## Set problem
Convert the entire listing below into a Markdown table with two columns, Row and Line: one row per line, numbered in order, skipping blank lines. Omit the pictures.

## Information shown
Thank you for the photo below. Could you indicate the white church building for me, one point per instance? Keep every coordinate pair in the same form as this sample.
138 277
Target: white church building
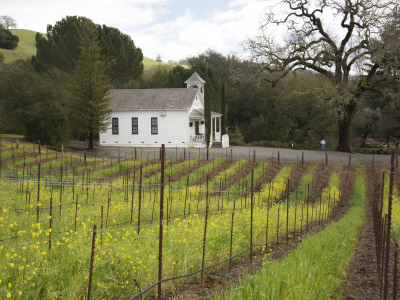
151 117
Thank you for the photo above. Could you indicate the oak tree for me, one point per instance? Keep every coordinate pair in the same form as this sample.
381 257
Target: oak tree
330 37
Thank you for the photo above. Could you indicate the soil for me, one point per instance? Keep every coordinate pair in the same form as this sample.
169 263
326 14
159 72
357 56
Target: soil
221 278
362 278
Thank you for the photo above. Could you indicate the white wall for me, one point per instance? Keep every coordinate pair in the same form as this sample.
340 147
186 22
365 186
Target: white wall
173 130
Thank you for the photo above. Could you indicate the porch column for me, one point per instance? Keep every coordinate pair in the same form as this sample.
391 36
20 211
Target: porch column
212 129
220 129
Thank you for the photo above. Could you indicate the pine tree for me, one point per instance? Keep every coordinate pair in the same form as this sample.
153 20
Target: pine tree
90 103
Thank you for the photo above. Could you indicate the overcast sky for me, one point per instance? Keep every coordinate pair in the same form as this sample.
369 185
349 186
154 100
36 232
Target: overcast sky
174 29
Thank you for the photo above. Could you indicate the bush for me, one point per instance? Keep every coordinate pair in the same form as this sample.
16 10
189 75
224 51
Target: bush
8 40
236 137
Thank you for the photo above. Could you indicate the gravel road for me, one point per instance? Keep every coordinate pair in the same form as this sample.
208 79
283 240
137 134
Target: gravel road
244 152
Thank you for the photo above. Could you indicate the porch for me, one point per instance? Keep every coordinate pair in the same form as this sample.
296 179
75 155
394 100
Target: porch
197 128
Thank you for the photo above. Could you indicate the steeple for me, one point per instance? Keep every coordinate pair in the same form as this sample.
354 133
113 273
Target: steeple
196 81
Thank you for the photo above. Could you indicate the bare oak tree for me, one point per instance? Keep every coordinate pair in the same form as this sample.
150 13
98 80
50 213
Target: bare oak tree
329 37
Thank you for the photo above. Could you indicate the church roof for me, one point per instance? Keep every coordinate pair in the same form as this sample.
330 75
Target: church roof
151 99
195 78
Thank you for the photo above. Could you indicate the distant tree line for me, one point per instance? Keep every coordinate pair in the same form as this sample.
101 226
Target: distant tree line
291 96
62 92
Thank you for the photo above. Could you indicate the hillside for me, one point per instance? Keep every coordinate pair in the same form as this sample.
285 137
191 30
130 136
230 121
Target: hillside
26 48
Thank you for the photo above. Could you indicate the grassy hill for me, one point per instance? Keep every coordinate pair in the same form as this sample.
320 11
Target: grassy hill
26 48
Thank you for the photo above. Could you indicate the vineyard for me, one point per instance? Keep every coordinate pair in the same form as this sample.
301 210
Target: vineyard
80 226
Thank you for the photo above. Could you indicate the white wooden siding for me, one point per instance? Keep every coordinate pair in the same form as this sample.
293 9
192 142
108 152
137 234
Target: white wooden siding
173 129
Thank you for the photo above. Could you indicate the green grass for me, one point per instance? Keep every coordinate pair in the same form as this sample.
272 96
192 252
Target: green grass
26 48
316 268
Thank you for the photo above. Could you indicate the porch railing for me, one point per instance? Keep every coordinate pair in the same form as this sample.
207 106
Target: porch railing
197 139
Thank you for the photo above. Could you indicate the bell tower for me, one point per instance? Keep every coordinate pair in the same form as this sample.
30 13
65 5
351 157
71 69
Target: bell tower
196 81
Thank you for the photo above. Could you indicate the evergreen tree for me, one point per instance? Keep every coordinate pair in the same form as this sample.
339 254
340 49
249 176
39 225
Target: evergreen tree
90 86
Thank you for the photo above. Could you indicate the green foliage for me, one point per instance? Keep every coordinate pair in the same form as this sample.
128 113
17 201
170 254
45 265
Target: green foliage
157 77
236 137
323 258
61 48
8 40
23 93
26 46
48 122
123 60
90 85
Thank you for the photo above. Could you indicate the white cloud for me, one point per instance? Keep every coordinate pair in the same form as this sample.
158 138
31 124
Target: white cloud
224 31
154 25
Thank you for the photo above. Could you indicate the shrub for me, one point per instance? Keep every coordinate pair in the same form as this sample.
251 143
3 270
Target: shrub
8 40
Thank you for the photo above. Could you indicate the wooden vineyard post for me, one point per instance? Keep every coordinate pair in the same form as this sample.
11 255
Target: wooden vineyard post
50 220
133 194
61 187
101 225
160 237
277 230
266 233
204 241
140 198
76 211
186 195
396 256
287 213
231 243
38 196
251 218
91 262
389 224
108 207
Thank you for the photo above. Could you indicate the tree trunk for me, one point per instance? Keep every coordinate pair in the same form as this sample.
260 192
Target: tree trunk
91 140
344 133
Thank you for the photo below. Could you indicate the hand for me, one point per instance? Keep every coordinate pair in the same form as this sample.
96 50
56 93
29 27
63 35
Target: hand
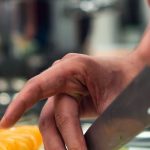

## Problem solution
| Row | Line |
|---|---|
| 1 | Thank you for the photo below. Could you indicate the white church building for me, one point per instance? Keep every coordinate pair in the same form as this sample. |
| 2 | 138 277 |
| 3 | Target: white church building |
| 4 | 151 117 |
| 5 | Thank you for the photo above. Could you indicate the oak tree for me, one point per instance? Keep every coordinate pair in the same form as this sample. |
| 6 | 381 257 |
| 7 | Target: oak tree |
| 8 | 330 37 |
| 9 | Thank you for the photo above. Could you indicate the soil for me, one point per instance? Keep every coordinate pair in the same form as this sample. |
| 10 | 169 263 |
| 11 | 326 14 |
| 12 | 159 72 |
| 13 | 357 56 |
| 14 | Target: soil |
| 15 | 221 278 |
| 16 | 362 278 |
| 17 | Thank you for the photo above. Could you indicate the white wall for me, one point per instance? Keep every coordinate pair in the same form as this sample. |
| 18 | 340 147 |
| 19 | 186 22 |
| 20 | 365 186 |
| 21 | Target: white wall |
| 22 | 173 130 |
| 23 | Thank you for the photo above. Could you indicate the porch column for me, one point per instance? Keep every coordinate pair in the same form as this sample. |
| 24 | 391 36 |
| 25 | 20 211 |
| 26 | Target: porch column |
| 27 | 212 129 |
| 28 | 220 129 |
| 29 | Thank you for the photo above. Could you indicate the pine tree for me, one point per instance? Keep every coordinate pair in the same form as this sample. |
| 30 | 153 20 |
| 31 | Target: pine tree |
| 32 | 90 103 |
| 33 | Thank you for the photo above. Could you indicate the overcast sky for me, one point per instance? Keep every coordinate pair in the same form as this sample. |
| 34 | 369 185 |
| 35 | 349 186 |
| 36 | 154 100 |
| 37 | 36 232 |
| 38 | Target: overcast sky |
| 39 | 174 29 |
| 40 | Thank you for the photo above. Could you indicate the bush for me, one point per instance? Keep every coordinate pair in the same form as this sample. |
| 41 | 16 10 |
| 42 | 189 75 |
| 43 | 224 51 |
| 44 | Target: bush |
| 45 | 8 40 |
| 46 | 236 137 |
| 47 | Thank you for the photo above. Could you indicate the gravel road for me, one point per instance? Keep every coordinate pair in the same form as this sample. |
| 48 | 208 79 |
| 49 | 283 240 |
| 50 | 137 134 |
| 51 | Target: gravel road |
| 52 | 244 152 |
| 53 | Thank you for the photo above. Could you indicate the porch for me, one point per instance? Keep every coordinate pair in the same form as this sample. |
| 54 | 296 179 |
| 55 | 75 155 |
| 56 | 394 100 |
| 57 | Target: porch |
| 58 | 197 128 |
| 59 | Thank you for the photo above. Could you indicate the steeple for me, one point per instance? Keep every coordinate pair in the same form as this sample. |
| 60 | 354 133 |
| 61 | 113 273 |
| 62 | Target: steeple |
| 63 | 196 81 |
| 64 | Thank you for the photo above. Could you indicate the bare oak tree for me, one point per instance? Keep every coordinate pair in the same form as this sample. |
| 65 | 150 13 |
| 66 | 98 80 |
| 67 | 50 213 |
| 68 | Target: bare oak tree |
| 69 | 329 37 |
| 70 | Thank you for the photo above. Could you indicate the church roof for me, one point per instance? Keep every coordinate pair in the same form as this sample. |
| 71 | 330 75 |
| 72 | Target: church roof |
| 73 | 151 99 |
| 74 | 195 78 |
| 75 | Thank you for the photo above. Could you indicate the distant tree line for me, one point per instance? Keep every coordinate pair in the same form as this sample. |
| 76 | 101 226 |
| 77 | Target: distant tree line |
| 78 | 291 96 |
| 79 | 62 92 |
| 80 | Thank you for the photo above. Could you indicate the hillside for me, one point per instance? Keep every coordinate pair in the same form as this sample. |
| 81 | 285 137 |
| 82 | 191 30 |
| 83 | 130 136 |
| 84 | 230 121 |
| 85 | Target: hillside |
| 86 | 26 48 |
| 87 | Thank you for the photo above. Could you indicate the grassy hill for me, one point per instance? Keep every coordinate pair in the same form as this sample. |
| 88 | 320 11 |
| 89 | Target: grassy hill |
| 90 | 26 48 |
| 91 | Thank you for the photo above. Could you indicate the vineyard for me, one point per instance? Keep every coordinate pair in the same form as this sample. |
| 92 | 301 210 |
| 93 | Target: vineyard |
| 94 | 80 226 |
| 95 | Thank you for the photo above. Could you indicate the white wooden siding for me, one point per instance? Keep every coordinate pair in the same form as this sample. |
| 96 | 293 9 |
| 97 | 192 142 |
| 98 | 108 152 |
| 99 | 137 234 |
| 100 | Target: white wooden siding |
| 101 | 173 129 |
| 102 | Thank you for the photo above. Could you indicate the green grass for me, one point per instance? Keep every coordinate pair in the same form as this sample. |
| 103 | 272 96 |
| 104 | 192 252 |
| 105 | Target: green grass |
| 106 | 26 48 |
| 107 | 316 268 |
| 108 | Thank you for the photo above. Could you indicate the porch railing for me, one point per instance? Keep every coordinate pair in the same form as this sample. |
| 109 | 207 106 |
| 110 | Target: porch railing |
| 111 | 197 139 |
| 112 | Thank you for the photo above. Could you indicate the bell tower for me, one point per instance? Keep every coordinate pair in the same form as this sample. |
| 113 | 30 13 |
| 114 | 65 5 |
| 115 | 351 157 |
| 116 | 71 69 |
| 117 | Target: bell tower |
| 118 | 196 81 |
| 119 | Thank you for the photo above. Could you indicate the evergreen tree for me, one point per instance? Keep every coordinate pair in the same form as this sample. |
| 120 | 339 254 |
| 121 | 340 49 |
| 122 | 249 176 |
| 123 | 39 225 |
| 124 | Target: evergreen tree |
| 125 | 90 86 |
| 126 | Thank you for the photo above. Could you indicate the green foliage for me, one point per instance? Keep every coordinate pair in the same form as this sample. |
| 127 | 128 113 |
| 128 | 17 201 |
| 129 | 170 254 |
| 130 | 45 265 |
| 131 | Target: green foliage |
| 132 | 157 77 |
| 133 | 236 137 |
| 134 | 323 258 |
| 135 | 61 48 |
| 136 | 8 40 |
| 137 | 23 93 |
| 138 | 26 46 |
| 139 | 48 122 |
| 140 | 123 60 |
| 141 | 90 85 |
| 142 | Thank you for the photo above. Could you indicate the white cloud for me, one point per instance? Keep every coordinate pair in the same form as this sample. |
| 143 | 158 138 |
| 144 | 31 124 |
| 145 | Target: white cloud |
| 146 | 224 31 |
| 147 | 154 25 |
| 148 | Thank you for the photo above. Could you indicate the shrub for me, one point per instance? Keep every coordinate pair in the same form as this sample. |
| 149 | 251 143 |
| 150 | 3 270 |
| 151 | Target: shrub |
| 152 | 8 40 |
| 153 | Thank you for the photo above. Could you indicate the wooden vineyard post for me, one point per instance? Keep every coordinate pair in the same form as this sample. |
| 154 | 11 255 |
| 155 | Target: wooden vineyard post |
| 156 | 50 220 |
| 157 | 133 194 |
| 158 | 61 187 |
| 159 | 101 225 |
| 160 | 160 237 |
| 161 | 277 230 |
| 162 | 266 233 |
| 163 | 204 241 |
| 164 | 140 198 |
| 165 | 76 211 |
| 166 | 186 195 |
| 167 | 396 256 |
| 168 | 287 213 |
| 169 | 231 243 |
| 170 | 38 196 |
| 171 | 251 218 |
| 172 | 91 262 |
| 173 | 389 224 |
| 174 | 108 207 |
| 175 | Thank you for the photo above. Could you indicate the tree trunk for me, one point per instance? Keep every coordinate pair in the same form as this sample. |
| 176 | 260 192 |
| 177 | Target: tree trunk |
| 178 | 91 140 |
| 179 | 344 133 |
| 180 | Thank you for the photo below. Could you indicate the hand for me, one point per instance? Keep every coordinate pair in the same form as this sample. |
| 181 | 96 50 |
| 182 | 56 93 |
| 183 | 29 27 |
| 184 | 63 35 |
| 185 | Target: hand |